** Begin **
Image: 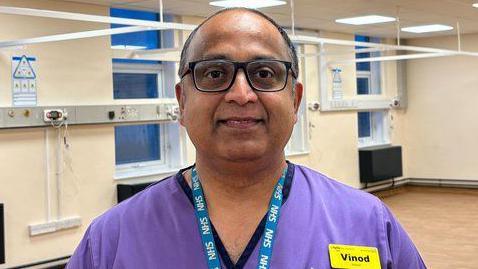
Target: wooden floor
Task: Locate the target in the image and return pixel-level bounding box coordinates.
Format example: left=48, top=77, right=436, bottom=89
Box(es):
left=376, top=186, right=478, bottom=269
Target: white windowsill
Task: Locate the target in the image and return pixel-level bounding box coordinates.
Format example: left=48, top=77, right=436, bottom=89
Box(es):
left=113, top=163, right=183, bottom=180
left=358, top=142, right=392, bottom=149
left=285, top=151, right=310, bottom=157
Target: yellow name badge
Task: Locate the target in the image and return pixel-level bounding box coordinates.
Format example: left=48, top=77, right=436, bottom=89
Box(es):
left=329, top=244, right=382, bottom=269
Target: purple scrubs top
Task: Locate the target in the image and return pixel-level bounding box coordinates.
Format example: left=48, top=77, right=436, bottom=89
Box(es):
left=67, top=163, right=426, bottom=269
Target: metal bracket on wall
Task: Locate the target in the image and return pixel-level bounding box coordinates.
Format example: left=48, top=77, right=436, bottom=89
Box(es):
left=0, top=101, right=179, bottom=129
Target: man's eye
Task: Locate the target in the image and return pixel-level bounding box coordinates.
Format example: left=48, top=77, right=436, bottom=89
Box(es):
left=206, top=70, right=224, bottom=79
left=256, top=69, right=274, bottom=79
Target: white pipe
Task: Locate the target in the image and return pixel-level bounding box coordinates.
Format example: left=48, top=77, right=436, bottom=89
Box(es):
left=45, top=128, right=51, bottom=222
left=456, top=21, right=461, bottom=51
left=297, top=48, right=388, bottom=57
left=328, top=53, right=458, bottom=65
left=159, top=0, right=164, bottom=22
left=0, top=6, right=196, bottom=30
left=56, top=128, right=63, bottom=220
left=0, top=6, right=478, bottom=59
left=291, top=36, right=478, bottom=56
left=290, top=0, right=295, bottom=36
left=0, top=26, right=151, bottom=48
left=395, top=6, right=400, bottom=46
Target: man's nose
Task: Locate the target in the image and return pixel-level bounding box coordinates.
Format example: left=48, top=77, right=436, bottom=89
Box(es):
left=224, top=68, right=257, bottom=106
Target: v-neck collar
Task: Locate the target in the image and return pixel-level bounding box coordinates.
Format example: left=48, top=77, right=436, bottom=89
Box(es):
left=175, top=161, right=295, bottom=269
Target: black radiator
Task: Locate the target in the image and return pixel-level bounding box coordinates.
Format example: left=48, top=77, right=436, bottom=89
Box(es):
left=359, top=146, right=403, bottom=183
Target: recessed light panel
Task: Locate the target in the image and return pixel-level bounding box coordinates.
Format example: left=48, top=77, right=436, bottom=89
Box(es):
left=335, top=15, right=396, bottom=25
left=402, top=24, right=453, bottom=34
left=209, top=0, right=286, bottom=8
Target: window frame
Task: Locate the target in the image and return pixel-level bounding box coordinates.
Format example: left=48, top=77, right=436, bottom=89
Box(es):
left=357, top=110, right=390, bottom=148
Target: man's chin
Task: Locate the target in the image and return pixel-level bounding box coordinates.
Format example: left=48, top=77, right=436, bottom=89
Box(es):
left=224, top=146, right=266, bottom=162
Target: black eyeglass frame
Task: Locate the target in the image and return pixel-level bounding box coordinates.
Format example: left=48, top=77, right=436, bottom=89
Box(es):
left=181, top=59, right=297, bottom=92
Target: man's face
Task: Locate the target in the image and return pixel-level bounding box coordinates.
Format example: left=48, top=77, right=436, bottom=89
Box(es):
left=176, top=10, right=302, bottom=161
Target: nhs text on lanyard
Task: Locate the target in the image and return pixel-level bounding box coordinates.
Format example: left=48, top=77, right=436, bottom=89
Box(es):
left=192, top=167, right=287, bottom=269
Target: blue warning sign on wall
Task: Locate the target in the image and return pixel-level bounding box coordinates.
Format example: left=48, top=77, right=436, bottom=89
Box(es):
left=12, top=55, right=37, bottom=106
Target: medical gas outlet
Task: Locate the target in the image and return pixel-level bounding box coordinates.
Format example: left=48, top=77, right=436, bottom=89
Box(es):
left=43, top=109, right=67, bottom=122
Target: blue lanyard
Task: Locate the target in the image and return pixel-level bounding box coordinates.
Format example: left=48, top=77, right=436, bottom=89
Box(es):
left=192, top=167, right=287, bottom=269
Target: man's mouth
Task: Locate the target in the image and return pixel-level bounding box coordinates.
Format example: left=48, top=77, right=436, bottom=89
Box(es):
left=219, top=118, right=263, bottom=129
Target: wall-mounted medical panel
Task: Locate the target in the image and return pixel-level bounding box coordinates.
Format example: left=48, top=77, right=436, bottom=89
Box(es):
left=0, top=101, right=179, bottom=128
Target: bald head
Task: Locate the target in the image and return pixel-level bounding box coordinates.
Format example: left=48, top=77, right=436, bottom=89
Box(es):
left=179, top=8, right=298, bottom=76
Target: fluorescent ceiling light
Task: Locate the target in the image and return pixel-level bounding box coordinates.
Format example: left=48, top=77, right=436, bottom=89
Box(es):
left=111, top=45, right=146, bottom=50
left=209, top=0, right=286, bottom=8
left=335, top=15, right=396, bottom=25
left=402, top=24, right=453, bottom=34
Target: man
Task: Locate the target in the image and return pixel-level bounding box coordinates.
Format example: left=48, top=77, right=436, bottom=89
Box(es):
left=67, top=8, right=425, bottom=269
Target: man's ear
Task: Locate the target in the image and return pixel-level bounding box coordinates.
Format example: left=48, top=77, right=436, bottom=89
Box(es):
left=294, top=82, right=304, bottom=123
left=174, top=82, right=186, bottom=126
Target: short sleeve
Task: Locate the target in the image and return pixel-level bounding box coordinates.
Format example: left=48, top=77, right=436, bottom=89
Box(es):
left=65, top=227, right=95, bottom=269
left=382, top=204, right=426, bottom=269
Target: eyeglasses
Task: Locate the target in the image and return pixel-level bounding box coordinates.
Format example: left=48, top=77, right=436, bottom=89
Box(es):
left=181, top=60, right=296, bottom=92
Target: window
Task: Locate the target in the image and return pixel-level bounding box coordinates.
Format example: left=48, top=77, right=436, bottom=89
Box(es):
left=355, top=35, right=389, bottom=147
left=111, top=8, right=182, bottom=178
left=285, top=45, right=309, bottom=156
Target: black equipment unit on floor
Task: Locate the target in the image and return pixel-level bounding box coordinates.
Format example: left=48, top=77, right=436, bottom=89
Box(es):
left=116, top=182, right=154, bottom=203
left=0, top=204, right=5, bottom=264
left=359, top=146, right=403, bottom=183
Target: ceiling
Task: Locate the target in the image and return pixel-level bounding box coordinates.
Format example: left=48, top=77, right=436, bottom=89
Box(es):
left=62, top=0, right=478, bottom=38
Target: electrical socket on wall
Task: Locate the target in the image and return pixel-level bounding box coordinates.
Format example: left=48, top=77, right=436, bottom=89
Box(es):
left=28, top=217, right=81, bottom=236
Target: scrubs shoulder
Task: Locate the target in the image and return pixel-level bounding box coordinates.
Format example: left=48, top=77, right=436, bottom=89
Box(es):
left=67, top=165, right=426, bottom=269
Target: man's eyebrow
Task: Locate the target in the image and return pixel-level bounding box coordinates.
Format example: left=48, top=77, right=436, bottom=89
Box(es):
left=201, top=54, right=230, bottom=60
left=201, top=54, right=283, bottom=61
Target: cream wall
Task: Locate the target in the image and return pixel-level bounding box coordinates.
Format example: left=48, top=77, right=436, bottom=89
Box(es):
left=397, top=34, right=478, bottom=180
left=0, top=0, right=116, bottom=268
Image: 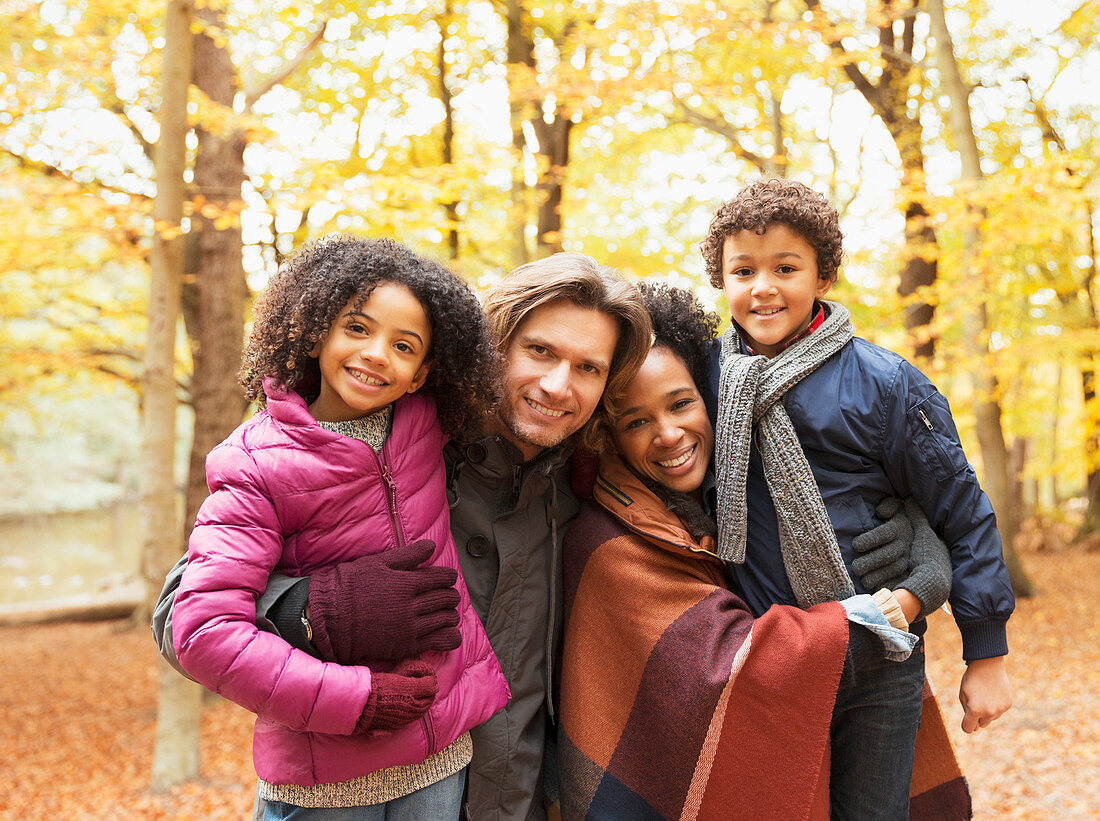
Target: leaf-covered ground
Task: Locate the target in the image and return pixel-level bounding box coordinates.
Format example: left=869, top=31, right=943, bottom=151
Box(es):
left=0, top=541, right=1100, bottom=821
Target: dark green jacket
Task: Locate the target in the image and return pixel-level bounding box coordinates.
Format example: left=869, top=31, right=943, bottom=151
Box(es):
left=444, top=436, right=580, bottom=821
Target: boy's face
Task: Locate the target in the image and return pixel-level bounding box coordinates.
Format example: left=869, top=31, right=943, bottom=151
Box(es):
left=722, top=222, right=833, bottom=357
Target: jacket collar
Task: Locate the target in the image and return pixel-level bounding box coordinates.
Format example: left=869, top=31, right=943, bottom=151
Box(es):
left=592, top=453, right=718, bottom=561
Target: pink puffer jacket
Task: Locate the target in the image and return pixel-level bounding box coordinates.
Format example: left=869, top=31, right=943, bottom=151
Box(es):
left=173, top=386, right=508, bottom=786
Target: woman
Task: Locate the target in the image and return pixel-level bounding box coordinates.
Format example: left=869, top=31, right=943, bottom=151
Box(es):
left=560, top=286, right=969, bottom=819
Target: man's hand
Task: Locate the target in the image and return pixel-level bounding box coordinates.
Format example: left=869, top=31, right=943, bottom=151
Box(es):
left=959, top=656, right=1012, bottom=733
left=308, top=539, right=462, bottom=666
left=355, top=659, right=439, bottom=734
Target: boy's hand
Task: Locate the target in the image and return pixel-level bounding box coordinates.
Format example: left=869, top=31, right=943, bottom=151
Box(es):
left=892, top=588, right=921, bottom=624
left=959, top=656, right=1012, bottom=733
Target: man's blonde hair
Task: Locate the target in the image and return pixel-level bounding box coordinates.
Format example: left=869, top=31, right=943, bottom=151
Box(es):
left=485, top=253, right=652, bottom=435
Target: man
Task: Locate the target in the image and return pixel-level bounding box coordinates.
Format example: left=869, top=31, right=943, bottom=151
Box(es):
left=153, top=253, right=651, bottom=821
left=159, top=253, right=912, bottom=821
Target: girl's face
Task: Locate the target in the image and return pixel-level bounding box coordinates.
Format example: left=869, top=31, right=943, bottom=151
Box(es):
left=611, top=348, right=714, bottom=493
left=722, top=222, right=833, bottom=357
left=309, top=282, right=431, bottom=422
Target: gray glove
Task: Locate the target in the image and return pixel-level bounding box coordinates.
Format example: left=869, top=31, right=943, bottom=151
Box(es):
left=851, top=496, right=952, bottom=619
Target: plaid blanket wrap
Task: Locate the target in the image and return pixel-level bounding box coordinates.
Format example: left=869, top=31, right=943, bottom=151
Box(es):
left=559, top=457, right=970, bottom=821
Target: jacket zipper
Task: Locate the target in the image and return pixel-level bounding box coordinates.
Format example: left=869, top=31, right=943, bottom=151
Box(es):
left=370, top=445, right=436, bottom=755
** End **
REQUIRED WORK: Collect every line of the records above that contains the word "scrubs".

TASK ANSWER:
Target: purple scrubs top
Target: scrubs shoulder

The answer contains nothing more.